**List of tasks**
a - List every chapter title given in the thesis outline below.
b - Write the next part of the thesis outline on adaptive-grid simulations below, starting after its final sentence.

Former work on the execution of simulations with stack- and stream-based algorithms already provides a solution for the memory-awareness issues (a). However, a scalable and efficient parallelization (b) with both parallelization models (c) is still subject of research and with a new parallelization approach also its usability (d).

We first give a basic introduction to the discontinuous Galerkin discretization of wave-propagation-dominated models in Part II. Based on this knowledge, we present our framework and the cluster-based parallelization in Part III. Simulations on a dynamically changing grid lead to a changing workload, hence also profit from dynamically changing resources on which we focus on Part IV for concurrently executed simulations.

PART II

ESSENTIAL NUMERICS OF HYPERBOLIC PDES This part provides the fundamental basics behind simulations of hyperbolic partial differential equations (PDEs) and their numerical discretization. These aspects are relevant for taking appropriate decisions concerning the development of the framework discussed in Part III of this thesis. Also closing the gap between a theoretical mathematical formulation of a model and its concrete implementation can only be achieved by a deep knowledge of the requirements set up by the problem to be solved.

Chapter 1: Continuity equation and applications
We start with an introduction to the governing equation to provide a better understanding of the underlying system of equations. For a concrete applicability of our framework, we introduce the shallow water and the Euler equations which are numerically solved by the discretization and solvers presented in the next chapter.

Chapter 2: Discontinuous Galerkin discretization
The basic discretization for higher-order discontinuous Galerkin (DG) methods on triangular grids is presented, followed by refinement and coarsening projections for dynamic adaptivity.

PART III

EFFICIENT FRAMEWORK FOR SIMULATIONS ON DYNAMICALLY ADAPTIVE GRIDS

This part of the thesis introduces an efficient simulation of wave propagations based on a model with hyperbolic equations. With waves propagating over time, refining the grid in feature-rich areas and coarsening it otherwise is one major requirement. This requires efficient implementations of simulations on dynamically adaptive grids which represents one of the great challenges in nowadays HPC. Typical requirements are fast grid traversals, memory-hierarchy-aware data access and parallelization approaches for large-scale systems including fast load balancing to name just a few of them. Our software development approach aims at solving these issues and is presented in this part.

Chapter 3: Requirements and related work
Since our main goal is an efficient implementation of simulations on dynamically adaptive grids, we first specify requirements on the framework mainly driven by the underlying hardware and show the related work.

Chapter 4: Serial implementation
Based on this requirements analysis, spacetrees provide a solution. After a short introduction to these spacetrees, we provide a formal description of existing work on the grid-data management and communication system based on stacks and streams. This is followed by extensions, modifications and optimizations compared to previous developments.

Chapter 5: Parallelization
We then introduce the parallelization of the inherently serial simulation with our cluster-based domain decomposition. The resulting software design directly offers parallelization on shared- and distributed-memory systems with the results presented in the respective sections.

**Information provided**
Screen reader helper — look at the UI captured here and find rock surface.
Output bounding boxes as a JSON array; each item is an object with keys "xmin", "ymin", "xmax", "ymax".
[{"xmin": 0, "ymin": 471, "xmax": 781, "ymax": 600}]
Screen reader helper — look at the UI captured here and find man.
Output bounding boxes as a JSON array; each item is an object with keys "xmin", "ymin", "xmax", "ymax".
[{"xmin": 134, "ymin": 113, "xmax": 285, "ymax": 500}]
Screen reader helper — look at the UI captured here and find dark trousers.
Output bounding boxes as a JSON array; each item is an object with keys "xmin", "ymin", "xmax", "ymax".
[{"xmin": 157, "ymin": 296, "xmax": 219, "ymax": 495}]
...
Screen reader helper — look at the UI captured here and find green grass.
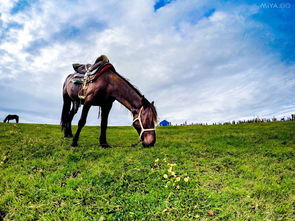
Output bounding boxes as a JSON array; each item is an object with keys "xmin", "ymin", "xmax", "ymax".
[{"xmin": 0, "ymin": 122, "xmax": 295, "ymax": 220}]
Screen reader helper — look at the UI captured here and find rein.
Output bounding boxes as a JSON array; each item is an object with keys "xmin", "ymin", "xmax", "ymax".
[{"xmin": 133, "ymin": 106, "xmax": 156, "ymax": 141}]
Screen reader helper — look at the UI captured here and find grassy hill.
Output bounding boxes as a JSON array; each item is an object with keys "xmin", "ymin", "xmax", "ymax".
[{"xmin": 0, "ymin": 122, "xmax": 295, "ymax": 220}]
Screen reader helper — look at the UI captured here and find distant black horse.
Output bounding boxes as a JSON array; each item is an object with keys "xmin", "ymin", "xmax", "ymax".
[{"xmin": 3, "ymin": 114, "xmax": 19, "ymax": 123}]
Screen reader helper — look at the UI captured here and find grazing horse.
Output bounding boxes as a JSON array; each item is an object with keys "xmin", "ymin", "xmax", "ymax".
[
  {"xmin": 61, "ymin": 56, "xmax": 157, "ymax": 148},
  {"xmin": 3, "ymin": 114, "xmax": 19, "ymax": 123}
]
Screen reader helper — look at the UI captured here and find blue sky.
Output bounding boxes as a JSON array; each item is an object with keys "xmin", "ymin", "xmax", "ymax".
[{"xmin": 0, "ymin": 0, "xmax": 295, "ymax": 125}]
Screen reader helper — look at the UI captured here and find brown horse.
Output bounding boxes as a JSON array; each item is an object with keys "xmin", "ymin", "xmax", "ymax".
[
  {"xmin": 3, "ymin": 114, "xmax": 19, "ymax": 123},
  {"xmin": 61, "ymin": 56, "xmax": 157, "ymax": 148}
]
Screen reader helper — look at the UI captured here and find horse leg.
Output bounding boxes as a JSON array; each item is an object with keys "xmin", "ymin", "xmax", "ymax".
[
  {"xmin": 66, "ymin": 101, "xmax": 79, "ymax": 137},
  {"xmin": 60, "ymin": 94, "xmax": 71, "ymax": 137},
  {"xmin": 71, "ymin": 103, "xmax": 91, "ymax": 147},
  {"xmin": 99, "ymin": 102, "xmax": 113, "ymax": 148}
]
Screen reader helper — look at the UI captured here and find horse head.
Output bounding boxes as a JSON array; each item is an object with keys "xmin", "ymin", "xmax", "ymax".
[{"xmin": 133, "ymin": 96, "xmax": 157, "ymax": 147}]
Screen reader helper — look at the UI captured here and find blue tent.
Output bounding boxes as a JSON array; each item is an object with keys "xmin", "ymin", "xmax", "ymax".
...
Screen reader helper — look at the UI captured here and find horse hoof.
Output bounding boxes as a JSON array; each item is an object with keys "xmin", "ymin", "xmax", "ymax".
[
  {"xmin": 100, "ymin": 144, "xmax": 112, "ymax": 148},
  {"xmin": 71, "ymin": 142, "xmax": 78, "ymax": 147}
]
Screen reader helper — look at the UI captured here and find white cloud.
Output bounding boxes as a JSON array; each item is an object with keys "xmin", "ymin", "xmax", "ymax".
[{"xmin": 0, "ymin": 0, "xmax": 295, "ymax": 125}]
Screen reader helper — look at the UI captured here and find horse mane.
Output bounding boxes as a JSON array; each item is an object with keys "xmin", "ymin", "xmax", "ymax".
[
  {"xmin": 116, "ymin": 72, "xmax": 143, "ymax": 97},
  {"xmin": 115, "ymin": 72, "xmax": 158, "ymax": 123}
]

**Responses in order**
a -
Chapter 1: Continuity equation and applications
Chapter 2: Discontinuous Galerkin discretization
Chapter 3: Requirements and related work
Chapter 4: Serial implementation
Chapter 5: Parallelization

b -
Chapter 6: Application scenarios
To show the applicability of our development, we extended the framework with state-of-the-art solvers for analytical convergence studies and a realistic Tsunami simulation. Furthermore, we present different output backends for the simulation data. This chapter closes with extensions for simulations on the sphere and multi-layers.

Chapter 6.7: Summary and outlook
Based on our new parallelization approach, we will give conclusions and an outlook for further extensions of the framework in this Chapter.

PART IV

INVASIVE COMPUTING

Current batch-job schedulers of super-computing centers rely on a static number of resources assigned to a program during its execution time. This number of resources is typically specified by the application developer at the time of enqueuing the application to the batch system.

Considering the overall system’s state with multiple applications executed in parallel, such a static resource allocation is incapable to account for runtime-changing resource requirements of applications. These changing resource requirements are e.g. induced by simulations with dynamically adaptive mesh refinement. Hence, there is a demand for dynamic resource allocation which leads to challenging issues such as coping with the dynamic resource allocation for concurrently executed applications on HPC systems.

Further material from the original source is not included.